### Description of the task:
Report the number of lines in the data where the word "wooden" appears, and add no other text.

### Dataset:
□ □ □ □

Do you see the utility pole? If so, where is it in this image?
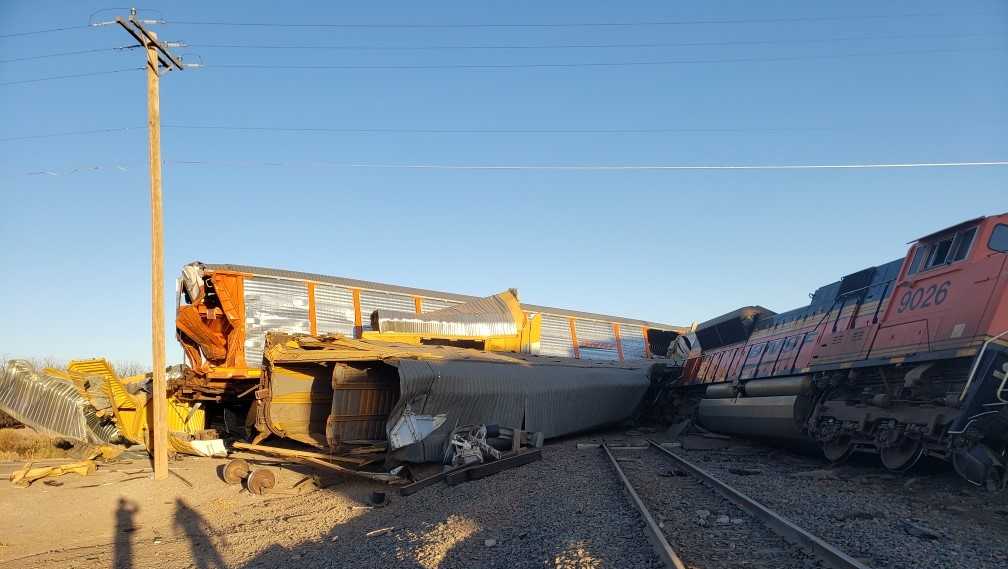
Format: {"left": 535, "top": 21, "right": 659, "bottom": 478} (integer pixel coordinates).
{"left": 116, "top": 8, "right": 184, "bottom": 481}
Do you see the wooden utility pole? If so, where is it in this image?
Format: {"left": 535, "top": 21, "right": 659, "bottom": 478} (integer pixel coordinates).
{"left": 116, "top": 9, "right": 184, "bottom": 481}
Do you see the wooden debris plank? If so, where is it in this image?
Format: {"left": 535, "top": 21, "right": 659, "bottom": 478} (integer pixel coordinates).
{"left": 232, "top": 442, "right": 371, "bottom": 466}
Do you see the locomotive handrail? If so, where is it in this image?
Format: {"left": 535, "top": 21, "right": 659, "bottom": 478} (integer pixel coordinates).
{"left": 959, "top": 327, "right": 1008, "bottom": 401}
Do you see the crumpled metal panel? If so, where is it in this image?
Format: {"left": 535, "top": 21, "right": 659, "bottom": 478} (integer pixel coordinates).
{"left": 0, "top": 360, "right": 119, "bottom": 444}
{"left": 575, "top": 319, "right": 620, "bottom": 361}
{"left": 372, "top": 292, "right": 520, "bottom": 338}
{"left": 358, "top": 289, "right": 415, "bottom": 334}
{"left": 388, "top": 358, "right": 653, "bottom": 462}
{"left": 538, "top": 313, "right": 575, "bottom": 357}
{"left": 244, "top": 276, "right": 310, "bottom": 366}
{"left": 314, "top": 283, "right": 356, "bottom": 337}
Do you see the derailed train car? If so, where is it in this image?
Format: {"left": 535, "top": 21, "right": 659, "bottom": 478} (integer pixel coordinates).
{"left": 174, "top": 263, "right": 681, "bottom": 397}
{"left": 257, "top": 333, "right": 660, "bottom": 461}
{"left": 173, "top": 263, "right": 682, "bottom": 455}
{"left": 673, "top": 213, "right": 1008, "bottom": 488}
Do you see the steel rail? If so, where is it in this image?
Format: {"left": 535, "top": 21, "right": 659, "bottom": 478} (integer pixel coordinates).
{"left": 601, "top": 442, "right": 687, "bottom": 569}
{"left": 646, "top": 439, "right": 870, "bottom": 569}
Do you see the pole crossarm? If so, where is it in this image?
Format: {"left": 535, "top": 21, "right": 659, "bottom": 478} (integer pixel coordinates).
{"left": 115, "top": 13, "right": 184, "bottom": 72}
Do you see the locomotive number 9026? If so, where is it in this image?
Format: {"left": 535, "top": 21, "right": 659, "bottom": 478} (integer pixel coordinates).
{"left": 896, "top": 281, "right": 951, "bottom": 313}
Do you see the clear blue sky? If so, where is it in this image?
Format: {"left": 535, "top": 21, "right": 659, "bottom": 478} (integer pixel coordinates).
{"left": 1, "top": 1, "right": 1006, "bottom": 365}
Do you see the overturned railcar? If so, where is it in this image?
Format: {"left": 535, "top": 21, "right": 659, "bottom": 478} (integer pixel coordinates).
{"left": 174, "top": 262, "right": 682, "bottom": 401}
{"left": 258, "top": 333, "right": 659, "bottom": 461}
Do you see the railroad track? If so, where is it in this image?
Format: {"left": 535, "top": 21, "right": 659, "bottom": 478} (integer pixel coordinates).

□ □ □ □

### Answer box:
2